[READING TEXT]

§

Not everyone reacted so amicably. Jeremy Conrad, who runs a fan website called Star Wars Unity and an associated Twitter account, got a DMCA notice from Lucasfilm when he re-tweeted photos of the figure. That notice, sent by a third-party enforcement company called Irdeto, described the infringement as "a screen shot of an unreleased figurine for Star Wars: Force Awakens."

"It's not unreleased if you can walk into Walmart and buy the damn toy!" wrote Conrad on his website. "Due to this I urge all Star Wars fans to avoid Hasbro product and not purchase any of their Star Wars releases. Until Hasbro grows a brain and stops bullying fans online, they do not deserve any of our money."

...​


----------



## waday (Dec 11, 2015)

Braineack said:


> "Due to this I urge all Star Wars fans to avoid Hasbro product and not purchase any of their Star Wars releases. Until Hasbro grows a brain and stops bullying fans online, they do not deserve any of our money."



I thought the DMCA was from Disney/Lucasfilm/Etc, not Hasbro? Why boycott Hasbro, when they should be boycotting Disney/Lucasfilm?



Braineack said:


> (There was some initial confusion about who sent the notices, but they were sent by Disney, Lucasfilm, and copyright enforcement agents—not Hasbro, which produces the toys.)


----------



## astroNikon (Dec 11, 2015)

They should sue Walmart for allowing him to purchase the figure legally and before the official release.


----------



## pjaye (Dec 11, 2015)

Victory! Disney Reverses Their DMCA Claim on Fan's Action Figure Photos!

It's been retracted.


----------



## astroNikon (Dec 11, 2015)

That's great.
I was waiting for them to recall all Star Wars action figures just to be on the safe side for them not to be released early.


----------



## desertrattm2r12 (Dec 15, 2015)

This is quite interesting. There's a screwy law that says if a trademark holder does not protect his trademark, and just lets anyone use it, he loses the trademark. Remember when somebody -- Lucas, I guess -- threatened to sue the government for calling some missile defense system "Star Wars?"

§

[LISTED ENTRIES]

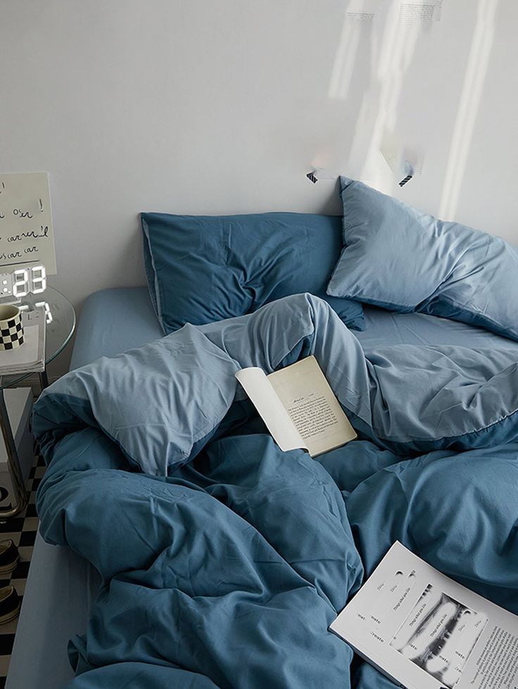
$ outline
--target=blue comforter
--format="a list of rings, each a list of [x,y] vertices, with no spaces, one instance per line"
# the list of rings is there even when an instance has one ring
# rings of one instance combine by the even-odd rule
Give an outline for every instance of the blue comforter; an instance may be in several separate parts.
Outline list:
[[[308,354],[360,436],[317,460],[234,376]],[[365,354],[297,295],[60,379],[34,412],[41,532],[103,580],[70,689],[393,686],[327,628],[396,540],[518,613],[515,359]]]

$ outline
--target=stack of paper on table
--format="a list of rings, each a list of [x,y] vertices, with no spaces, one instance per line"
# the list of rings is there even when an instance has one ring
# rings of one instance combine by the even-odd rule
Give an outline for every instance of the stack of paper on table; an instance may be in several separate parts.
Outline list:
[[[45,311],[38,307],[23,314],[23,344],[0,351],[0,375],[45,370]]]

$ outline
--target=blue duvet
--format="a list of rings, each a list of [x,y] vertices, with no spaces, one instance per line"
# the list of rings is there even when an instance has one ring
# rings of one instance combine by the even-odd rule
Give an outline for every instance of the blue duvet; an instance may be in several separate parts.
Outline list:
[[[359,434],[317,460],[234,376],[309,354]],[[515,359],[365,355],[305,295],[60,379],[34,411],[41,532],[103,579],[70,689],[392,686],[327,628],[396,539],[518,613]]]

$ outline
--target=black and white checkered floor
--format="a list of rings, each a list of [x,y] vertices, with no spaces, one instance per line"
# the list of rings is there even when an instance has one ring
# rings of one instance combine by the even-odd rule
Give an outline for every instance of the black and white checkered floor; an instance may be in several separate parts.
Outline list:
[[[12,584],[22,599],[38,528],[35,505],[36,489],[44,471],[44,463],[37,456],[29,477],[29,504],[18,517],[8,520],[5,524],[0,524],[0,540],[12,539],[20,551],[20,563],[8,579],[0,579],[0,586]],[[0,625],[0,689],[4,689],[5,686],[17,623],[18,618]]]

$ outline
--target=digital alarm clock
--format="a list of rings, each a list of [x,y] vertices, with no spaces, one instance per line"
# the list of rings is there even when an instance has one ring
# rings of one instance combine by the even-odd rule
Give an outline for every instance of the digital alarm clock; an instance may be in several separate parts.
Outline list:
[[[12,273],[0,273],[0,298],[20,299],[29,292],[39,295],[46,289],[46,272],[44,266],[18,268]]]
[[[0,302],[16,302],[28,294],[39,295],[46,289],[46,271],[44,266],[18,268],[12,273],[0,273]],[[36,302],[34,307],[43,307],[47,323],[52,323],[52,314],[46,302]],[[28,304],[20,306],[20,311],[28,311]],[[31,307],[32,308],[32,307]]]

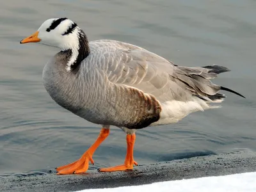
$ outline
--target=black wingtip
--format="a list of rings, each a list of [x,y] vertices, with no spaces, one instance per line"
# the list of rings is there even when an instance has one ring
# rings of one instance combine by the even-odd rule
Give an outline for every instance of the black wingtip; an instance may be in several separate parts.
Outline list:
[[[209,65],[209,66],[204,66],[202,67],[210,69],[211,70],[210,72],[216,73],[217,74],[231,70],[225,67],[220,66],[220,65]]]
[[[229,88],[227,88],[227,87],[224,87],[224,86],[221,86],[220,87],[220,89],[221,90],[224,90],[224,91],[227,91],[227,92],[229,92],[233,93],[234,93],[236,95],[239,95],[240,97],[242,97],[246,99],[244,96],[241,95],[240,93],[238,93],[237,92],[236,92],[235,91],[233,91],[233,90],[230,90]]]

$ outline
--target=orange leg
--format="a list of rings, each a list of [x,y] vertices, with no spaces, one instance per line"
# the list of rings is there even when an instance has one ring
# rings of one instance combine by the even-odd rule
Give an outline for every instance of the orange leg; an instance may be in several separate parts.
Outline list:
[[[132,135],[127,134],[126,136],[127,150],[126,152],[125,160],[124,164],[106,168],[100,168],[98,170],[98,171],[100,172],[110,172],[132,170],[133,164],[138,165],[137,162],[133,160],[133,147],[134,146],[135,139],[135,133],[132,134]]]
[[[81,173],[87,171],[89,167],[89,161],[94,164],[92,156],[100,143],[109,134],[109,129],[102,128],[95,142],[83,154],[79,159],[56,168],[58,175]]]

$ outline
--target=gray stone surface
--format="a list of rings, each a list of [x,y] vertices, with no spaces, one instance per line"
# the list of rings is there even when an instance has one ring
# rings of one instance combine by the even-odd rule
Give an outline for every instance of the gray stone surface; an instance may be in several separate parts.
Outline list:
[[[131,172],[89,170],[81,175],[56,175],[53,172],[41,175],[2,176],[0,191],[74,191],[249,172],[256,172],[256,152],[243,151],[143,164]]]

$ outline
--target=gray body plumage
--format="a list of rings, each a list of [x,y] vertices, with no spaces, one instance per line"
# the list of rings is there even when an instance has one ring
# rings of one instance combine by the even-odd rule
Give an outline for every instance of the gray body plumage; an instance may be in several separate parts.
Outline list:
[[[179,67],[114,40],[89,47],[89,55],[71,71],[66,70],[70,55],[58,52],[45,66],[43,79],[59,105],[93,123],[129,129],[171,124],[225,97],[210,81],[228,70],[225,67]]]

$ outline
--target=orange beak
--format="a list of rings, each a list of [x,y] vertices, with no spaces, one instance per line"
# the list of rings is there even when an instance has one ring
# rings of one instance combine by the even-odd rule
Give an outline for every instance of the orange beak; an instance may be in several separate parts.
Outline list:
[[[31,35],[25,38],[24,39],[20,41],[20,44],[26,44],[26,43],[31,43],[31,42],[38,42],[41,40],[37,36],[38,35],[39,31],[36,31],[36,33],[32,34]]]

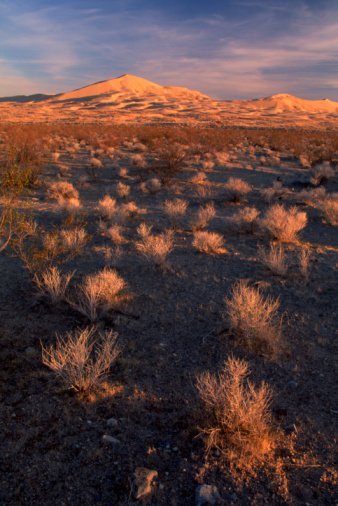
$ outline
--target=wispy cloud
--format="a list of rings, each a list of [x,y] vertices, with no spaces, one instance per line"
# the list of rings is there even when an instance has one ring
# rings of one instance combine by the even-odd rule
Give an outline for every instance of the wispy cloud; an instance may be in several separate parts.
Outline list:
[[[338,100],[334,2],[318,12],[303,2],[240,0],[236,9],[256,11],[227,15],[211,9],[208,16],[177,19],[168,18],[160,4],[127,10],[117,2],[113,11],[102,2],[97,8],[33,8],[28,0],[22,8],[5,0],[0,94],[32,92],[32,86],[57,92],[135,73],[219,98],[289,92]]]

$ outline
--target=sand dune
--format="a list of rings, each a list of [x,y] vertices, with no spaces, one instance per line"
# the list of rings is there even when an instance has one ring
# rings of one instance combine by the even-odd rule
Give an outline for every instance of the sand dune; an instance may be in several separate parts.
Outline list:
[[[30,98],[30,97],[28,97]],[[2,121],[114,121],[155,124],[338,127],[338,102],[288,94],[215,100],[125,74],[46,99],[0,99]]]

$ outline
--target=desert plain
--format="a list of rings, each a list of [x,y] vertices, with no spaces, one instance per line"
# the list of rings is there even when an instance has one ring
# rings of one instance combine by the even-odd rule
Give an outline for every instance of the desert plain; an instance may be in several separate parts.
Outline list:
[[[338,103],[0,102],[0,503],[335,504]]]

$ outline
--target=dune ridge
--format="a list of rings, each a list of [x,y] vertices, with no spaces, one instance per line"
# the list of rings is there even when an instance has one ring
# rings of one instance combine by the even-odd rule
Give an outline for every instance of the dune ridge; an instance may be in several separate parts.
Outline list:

§

[PROBLEM DETAILS] Repeat word for word the passage of the forum thread that runs from "They should sue" up to and including "Action Figure Photos!". These records come from a separate source and have no connection to the forum thread.

[EXPECTED OUTPUT]
They should sue Walmart for allowing him to purchase the figure legally and before the official release.


----------



## pjaye (Dec 11, 2015)

Victory! Disney Reverses Their DMCA Claim on Fan's Action Figure Photos!